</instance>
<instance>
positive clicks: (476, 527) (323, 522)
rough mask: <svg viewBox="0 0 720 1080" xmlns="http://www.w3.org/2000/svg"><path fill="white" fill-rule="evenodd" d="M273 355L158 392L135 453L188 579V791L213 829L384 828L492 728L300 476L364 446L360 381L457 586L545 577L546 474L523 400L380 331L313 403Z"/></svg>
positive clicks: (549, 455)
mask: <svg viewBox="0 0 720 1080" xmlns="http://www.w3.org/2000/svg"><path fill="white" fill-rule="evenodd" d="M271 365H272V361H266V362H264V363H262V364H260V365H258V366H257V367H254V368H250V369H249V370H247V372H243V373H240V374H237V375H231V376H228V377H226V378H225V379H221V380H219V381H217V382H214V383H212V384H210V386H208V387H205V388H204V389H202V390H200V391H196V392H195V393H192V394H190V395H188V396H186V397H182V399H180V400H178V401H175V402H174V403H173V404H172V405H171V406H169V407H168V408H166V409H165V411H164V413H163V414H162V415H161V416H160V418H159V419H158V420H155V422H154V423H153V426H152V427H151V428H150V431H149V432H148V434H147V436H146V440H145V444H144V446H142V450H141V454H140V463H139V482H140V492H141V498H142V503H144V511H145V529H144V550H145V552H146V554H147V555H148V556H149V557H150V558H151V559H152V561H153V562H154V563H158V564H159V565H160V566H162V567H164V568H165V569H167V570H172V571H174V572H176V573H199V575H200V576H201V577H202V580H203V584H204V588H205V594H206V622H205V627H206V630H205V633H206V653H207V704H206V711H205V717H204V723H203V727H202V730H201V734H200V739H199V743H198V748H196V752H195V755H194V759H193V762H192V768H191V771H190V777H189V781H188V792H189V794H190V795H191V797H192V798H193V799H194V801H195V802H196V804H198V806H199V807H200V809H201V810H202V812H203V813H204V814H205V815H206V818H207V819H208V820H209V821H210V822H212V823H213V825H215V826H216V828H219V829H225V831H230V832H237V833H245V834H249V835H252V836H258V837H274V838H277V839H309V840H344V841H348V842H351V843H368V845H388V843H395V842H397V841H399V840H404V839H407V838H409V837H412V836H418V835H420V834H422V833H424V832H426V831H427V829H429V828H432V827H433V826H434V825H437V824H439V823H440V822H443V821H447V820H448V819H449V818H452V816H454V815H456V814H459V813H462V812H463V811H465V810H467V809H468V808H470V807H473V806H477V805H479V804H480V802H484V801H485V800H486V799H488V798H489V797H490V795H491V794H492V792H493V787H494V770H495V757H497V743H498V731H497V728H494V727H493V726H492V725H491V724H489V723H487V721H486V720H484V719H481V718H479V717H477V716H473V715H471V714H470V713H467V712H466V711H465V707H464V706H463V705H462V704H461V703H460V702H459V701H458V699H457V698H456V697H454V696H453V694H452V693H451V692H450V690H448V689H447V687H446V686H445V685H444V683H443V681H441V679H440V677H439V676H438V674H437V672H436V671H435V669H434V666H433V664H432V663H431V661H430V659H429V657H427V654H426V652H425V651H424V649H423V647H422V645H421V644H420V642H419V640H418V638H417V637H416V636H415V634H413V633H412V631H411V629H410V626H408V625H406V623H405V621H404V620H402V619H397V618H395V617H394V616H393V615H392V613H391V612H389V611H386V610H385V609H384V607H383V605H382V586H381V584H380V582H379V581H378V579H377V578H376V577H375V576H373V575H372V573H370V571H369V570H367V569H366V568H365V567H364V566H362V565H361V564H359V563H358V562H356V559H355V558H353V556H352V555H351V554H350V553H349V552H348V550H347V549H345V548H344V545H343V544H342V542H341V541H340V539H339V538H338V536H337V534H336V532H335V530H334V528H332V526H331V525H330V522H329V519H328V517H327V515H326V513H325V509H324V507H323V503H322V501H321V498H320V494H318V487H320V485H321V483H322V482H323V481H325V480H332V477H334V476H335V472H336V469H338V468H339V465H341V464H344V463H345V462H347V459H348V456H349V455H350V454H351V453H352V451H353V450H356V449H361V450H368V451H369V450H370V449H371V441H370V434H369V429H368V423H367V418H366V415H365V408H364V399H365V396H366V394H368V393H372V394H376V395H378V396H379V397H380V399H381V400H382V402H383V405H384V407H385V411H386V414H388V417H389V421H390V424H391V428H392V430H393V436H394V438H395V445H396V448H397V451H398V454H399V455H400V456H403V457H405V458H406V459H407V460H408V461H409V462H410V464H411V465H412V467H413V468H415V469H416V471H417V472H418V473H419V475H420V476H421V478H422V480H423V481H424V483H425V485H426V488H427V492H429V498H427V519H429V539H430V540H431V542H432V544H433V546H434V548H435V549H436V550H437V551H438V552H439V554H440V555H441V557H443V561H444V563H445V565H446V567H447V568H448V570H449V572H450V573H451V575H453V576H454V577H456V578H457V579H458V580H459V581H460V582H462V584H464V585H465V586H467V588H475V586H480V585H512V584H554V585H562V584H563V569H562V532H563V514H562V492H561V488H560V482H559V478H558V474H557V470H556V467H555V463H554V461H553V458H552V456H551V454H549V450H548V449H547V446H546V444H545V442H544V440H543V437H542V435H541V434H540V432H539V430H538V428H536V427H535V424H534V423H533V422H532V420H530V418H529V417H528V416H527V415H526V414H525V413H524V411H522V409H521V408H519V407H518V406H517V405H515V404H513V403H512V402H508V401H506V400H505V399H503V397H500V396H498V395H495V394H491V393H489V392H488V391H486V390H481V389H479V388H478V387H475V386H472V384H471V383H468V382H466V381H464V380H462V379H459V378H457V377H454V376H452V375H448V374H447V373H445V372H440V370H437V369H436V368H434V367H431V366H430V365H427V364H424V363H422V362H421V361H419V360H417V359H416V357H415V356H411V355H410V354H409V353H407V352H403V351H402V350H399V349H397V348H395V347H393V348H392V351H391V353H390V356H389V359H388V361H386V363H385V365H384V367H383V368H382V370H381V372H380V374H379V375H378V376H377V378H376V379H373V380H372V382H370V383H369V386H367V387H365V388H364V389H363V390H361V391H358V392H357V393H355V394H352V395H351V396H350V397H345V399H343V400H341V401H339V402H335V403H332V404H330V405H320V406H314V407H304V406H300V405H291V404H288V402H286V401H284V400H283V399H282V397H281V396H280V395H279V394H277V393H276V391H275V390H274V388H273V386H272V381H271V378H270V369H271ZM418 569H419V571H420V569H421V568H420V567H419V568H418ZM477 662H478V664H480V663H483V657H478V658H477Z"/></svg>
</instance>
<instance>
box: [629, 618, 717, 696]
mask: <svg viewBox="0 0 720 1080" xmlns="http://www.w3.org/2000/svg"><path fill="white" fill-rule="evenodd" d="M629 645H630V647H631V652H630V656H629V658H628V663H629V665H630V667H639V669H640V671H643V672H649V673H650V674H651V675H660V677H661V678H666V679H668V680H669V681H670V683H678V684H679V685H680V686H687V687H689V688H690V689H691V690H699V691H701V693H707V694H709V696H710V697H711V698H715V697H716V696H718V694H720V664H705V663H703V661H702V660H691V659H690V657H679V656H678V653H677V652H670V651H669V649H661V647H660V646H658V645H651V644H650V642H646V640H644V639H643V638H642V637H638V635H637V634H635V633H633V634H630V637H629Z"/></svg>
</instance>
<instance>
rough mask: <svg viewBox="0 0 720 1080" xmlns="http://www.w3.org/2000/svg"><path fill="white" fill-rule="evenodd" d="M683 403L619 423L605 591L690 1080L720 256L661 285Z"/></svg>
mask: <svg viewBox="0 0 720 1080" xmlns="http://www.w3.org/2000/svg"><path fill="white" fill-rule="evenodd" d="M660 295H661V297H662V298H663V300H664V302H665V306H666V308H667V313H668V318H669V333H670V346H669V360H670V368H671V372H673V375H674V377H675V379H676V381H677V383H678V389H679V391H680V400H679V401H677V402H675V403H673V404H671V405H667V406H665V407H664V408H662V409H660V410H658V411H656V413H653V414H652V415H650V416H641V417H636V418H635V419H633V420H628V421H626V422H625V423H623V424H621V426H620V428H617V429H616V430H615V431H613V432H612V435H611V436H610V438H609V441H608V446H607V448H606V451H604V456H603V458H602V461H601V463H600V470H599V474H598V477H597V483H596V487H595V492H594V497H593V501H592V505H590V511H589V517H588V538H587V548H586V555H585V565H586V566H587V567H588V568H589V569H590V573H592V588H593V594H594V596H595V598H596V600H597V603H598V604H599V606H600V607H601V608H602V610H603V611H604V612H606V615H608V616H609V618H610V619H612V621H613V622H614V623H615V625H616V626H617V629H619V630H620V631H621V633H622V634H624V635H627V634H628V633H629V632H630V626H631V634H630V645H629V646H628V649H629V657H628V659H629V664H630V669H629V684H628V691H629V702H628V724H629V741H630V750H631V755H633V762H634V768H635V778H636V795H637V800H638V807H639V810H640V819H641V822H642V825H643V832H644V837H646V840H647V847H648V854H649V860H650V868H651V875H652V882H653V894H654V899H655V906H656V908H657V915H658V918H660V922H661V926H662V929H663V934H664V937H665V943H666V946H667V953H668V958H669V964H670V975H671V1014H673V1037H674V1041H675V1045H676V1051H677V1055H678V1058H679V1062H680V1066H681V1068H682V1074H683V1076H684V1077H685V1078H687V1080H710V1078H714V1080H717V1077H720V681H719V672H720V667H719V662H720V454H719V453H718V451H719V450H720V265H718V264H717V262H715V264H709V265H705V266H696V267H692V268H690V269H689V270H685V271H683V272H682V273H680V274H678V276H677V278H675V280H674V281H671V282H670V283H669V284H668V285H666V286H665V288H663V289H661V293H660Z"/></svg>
----
Produce the lines from the top of the listing through the "355L158 392L135 453L188" line exactly as they appear, with no additional output.

</instance>
<instance>
positive clicks: (476, 527) (323, 522)
rough mask: <svg viewBox="0 0 720 1080" xmlns="http://www.w3.org/2000/svg"><path fill="white" fill-rule="evenodd" d="M273 355L158 392L135 453L188 579V791L213 829L384 828L492 728L300 476L364 446L360 381L457 586L545 577L546 474L523 400L380 331L313 403Z"/></svg>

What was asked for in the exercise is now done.